** The problem **
Print the range of lines that opens with the line containing "of the young" and closes with the last line of the listing. Include both ends; print nothing more.

** Information supplied **
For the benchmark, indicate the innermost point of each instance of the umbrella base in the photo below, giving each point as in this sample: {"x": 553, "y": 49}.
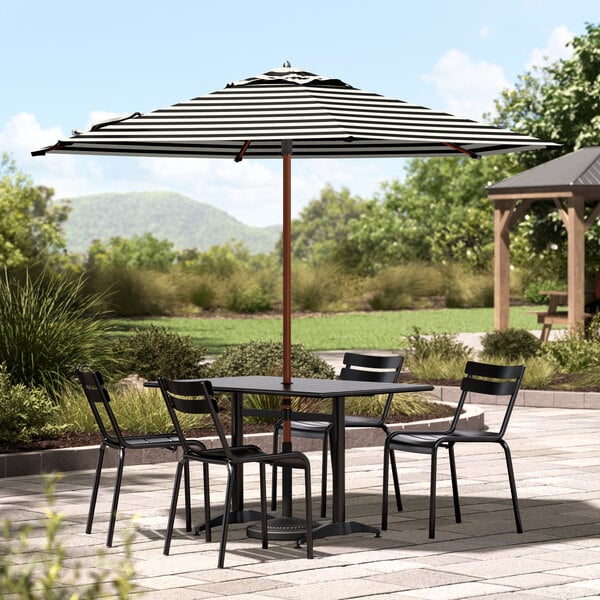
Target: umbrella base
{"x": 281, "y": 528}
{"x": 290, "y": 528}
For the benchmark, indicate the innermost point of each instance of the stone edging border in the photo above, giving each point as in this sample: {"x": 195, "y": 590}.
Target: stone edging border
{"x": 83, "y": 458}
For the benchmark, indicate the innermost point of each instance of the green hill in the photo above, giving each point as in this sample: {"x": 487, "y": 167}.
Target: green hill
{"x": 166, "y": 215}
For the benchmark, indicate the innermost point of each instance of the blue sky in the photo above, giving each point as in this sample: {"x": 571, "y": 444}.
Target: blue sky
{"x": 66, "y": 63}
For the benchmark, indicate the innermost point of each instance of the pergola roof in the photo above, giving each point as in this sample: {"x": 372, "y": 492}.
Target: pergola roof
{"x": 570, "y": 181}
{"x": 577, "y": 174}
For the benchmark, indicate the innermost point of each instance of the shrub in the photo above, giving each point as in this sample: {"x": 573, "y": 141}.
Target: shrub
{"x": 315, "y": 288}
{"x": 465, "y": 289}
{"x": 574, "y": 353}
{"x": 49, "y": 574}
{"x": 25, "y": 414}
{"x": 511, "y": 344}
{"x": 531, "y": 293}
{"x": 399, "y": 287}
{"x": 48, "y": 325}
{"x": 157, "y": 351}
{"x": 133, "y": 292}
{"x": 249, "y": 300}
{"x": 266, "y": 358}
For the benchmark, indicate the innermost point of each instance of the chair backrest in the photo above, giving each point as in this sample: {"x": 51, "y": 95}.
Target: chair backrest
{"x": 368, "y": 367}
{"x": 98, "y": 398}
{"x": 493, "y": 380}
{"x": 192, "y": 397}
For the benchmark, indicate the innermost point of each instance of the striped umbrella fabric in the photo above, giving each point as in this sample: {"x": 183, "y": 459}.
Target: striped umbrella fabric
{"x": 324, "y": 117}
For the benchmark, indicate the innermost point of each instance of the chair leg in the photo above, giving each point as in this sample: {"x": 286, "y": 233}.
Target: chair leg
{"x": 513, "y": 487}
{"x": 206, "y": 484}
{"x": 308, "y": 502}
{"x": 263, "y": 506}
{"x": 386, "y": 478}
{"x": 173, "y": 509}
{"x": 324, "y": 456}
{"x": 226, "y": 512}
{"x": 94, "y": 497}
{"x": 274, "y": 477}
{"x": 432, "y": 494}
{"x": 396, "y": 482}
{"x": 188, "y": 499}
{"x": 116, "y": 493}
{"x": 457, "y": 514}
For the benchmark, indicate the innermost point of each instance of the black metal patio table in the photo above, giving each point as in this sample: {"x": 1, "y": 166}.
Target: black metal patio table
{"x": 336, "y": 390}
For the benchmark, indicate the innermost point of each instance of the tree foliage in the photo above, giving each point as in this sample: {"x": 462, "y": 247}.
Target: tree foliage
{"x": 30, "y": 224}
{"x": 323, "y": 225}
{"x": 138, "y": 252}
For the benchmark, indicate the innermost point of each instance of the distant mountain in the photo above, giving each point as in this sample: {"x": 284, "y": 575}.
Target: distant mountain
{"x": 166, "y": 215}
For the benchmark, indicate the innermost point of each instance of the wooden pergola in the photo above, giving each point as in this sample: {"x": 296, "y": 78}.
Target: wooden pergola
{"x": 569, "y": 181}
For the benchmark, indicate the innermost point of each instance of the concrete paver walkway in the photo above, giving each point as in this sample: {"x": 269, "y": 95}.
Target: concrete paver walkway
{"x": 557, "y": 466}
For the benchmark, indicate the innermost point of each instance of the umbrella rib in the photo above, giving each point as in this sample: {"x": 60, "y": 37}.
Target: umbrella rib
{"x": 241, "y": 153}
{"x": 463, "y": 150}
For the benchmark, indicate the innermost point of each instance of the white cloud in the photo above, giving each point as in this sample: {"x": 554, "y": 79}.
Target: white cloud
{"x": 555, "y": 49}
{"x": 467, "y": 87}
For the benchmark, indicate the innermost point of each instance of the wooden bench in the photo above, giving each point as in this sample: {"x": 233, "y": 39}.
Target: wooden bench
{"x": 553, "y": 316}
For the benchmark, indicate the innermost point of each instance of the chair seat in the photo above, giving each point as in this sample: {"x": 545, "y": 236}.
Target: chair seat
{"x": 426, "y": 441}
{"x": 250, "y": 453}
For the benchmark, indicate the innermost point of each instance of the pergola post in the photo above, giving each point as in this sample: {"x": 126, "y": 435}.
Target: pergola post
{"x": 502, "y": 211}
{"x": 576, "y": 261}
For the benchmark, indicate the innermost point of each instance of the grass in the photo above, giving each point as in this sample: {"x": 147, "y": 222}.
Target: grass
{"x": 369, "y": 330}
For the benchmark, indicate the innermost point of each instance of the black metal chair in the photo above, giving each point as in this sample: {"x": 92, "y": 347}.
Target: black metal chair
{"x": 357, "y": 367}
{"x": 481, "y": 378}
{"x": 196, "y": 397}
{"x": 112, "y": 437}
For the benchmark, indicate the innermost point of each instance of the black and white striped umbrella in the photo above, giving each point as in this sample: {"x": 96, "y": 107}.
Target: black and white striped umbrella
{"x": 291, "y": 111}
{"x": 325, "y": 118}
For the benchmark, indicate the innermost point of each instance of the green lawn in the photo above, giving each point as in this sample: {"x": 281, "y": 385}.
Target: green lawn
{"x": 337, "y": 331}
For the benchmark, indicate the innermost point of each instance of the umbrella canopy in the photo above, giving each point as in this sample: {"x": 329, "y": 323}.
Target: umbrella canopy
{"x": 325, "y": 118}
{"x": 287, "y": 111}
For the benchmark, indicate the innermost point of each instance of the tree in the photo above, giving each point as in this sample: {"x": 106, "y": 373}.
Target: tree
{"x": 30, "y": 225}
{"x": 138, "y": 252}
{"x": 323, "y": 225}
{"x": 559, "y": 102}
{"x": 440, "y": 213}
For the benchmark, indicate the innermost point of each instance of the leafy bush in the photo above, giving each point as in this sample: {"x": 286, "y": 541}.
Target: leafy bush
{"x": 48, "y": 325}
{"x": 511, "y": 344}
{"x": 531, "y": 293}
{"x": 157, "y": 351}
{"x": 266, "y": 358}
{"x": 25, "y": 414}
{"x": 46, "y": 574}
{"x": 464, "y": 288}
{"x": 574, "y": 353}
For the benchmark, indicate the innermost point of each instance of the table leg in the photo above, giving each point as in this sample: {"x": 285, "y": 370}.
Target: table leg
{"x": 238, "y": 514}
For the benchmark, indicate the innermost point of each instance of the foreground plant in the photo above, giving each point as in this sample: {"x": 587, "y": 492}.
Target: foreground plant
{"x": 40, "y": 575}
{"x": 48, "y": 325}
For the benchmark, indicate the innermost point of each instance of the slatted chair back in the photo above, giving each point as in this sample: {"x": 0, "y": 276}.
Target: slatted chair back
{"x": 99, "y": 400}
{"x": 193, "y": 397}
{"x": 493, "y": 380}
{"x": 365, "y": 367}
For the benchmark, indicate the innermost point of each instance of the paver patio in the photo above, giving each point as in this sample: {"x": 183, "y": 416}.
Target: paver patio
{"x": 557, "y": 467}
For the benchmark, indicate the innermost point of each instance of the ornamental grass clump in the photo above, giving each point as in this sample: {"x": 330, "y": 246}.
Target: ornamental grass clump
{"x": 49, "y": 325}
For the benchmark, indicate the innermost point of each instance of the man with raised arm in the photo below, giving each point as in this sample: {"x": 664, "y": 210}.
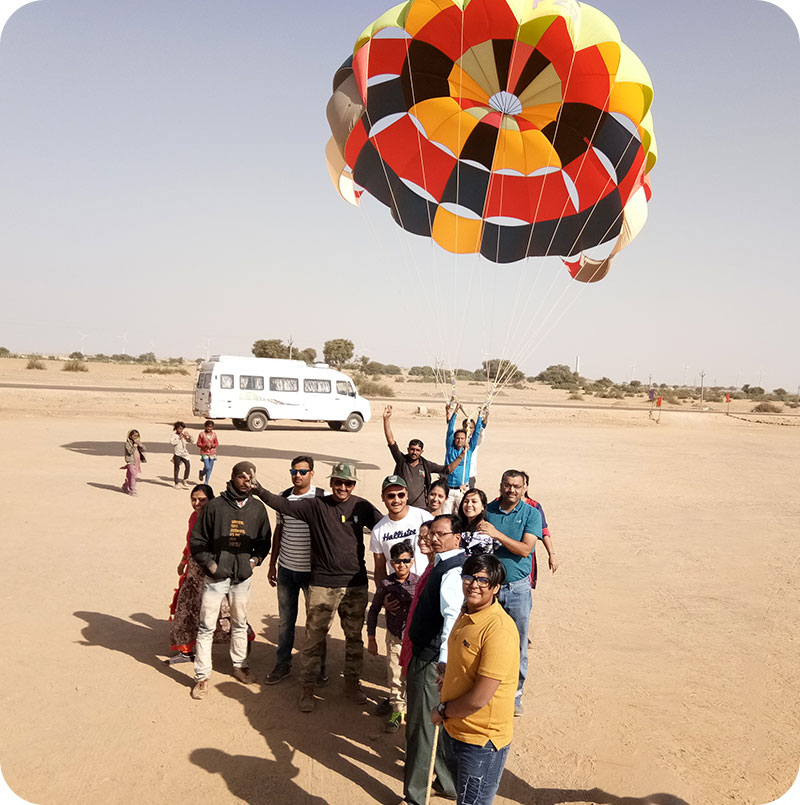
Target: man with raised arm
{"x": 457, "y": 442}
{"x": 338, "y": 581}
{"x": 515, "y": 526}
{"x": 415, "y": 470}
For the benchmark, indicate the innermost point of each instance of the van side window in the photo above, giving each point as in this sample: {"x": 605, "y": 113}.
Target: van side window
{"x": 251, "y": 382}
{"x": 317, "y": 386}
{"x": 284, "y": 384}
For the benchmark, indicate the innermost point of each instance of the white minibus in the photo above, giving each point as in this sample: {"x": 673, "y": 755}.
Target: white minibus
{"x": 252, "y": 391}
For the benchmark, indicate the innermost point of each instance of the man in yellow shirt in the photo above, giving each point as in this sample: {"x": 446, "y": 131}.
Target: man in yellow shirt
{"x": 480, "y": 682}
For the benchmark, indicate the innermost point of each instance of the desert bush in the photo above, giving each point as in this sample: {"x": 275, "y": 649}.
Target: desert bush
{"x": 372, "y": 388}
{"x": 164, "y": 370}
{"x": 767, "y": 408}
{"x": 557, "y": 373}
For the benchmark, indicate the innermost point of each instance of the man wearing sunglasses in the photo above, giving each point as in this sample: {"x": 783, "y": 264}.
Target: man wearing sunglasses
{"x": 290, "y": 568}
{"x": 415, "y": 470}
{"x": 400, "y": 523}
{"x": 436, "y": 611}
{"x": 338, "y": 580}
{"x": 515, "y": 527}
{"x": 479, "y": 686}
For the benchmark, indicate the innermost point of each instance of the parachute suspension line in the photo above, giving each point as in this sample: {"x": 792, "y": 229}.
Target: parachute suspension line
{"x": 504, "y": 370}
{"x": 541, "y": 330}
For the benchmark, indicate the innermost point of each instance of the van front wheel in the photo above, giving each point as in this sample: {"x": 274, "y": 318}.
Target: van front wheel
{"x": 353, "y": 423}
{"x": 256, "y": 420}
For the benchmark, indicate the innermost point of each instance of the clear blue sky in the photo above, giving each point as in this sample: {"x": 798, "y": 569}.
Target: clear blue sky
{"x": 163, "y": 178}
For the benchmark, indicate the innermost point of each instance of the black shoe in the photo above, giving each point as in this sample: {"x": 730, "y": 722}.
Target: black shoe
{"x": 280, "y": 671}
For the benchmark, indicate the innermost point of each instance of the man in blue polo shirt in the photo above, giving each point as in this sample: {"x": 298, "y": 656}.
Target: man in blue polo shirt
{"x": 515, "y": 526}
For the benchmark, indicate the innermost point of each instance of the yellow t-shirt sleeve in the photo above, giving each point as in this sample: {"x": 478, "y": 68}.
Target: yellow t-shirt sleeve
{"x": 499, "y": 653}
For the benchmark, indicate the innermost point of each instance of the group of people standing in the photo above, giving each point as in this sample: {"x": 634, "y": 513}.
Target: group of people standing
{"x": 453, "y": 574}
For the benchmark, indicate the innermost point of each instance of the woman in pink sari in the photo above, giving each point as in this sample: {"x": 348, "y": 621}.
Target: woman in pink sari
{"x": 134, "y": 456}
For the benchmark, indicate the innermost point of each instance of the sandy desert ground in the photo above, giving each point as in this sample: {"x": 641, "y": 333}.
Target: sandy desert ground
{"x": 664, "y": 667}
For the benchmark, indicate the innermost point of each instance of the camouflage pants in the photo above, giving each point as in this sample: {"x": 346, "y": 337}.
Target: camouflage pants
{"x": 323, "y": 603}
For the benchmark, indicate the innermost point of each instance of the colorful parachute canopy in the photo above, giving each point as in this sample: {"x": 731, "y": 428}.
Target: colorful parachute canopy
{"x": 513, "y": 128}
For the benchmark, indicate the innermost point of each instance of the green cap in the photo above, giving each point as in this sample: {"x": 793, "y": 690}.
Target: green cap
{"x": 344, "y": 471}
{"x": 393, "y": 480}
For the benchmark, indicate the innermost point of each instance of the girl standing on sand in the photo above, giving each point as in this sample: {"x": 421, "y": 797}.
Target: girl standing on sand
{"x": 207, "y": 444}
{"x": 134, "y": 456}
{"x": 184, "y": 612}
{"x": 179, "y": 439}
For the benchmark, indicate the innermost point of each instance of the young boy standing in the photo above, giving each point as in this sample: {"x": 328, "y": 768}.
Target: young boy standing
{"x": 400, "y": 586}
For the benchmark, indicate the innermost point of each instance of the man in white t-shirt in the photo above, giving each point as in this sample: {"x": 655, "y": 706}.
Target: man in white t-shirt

** Exercise solution **
For the benchmark, indicate the innermost point of each instance of the young boy standing in the photo above, giving each point as in this sample: {"x": 328, "y": 768}.
Target: young boy standing
{"x": 400, "y": 586}
For the benchmark, indicate the innermost point of each instance of the man in white t-shirt in the photo above, giving each point as in this sample: {"x": 655, "y": 706}.
Target: man in white t-shirt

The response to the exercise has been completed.